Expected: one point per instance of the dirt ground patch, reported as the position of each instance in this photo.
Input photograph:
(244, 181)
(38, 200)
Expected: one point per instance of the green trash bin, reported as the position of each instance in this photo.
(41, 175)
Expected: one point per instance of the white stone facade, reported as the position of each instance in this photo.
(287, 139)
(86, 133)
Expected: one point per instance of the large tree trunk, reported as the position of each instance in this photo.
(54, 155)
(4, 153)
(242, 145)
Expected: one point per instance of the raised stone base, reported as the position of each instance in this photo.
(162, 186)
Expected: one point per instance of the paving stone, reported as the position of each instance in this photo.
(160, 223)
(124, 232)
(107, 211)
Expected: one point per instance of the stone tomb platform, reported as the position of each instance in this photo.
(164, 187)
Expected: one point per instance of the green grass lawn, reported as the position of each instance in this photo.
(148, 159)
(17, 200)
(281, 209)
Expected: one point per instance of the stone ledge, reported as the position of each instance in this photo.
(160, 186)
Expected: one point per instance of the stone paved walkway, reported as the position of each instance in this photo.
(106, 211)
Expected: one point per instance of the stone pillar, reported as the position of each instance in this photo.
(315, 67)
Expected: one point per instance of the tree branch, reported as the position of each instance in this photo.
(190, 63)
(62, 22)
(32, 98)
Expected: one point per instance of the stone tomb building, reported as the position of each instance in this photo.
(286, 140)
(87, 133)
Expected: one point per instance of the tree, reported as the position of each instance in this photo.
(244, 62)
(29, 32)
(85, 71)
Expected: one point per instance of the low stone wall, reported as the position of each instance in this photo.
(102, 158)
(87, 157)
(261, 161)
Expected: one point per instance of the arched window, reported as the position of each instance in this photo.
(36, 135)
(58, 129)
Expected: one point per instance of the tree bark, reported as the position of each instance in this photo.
........
#### [Short task]
Rewrite the material above, starting with the line that contains "Expected: one point per instance of the arched" and going on through the end, keeping every line. Shift each number in the point coordinates up by 59.

#### [Finished exercise]
Expected: one point per instance of the arched window, reported as the position of each instance in this photo.
(95, 194)
(117, 188)
Expected: one point per instance of the tree bark, reported as the position of each instance in this photo.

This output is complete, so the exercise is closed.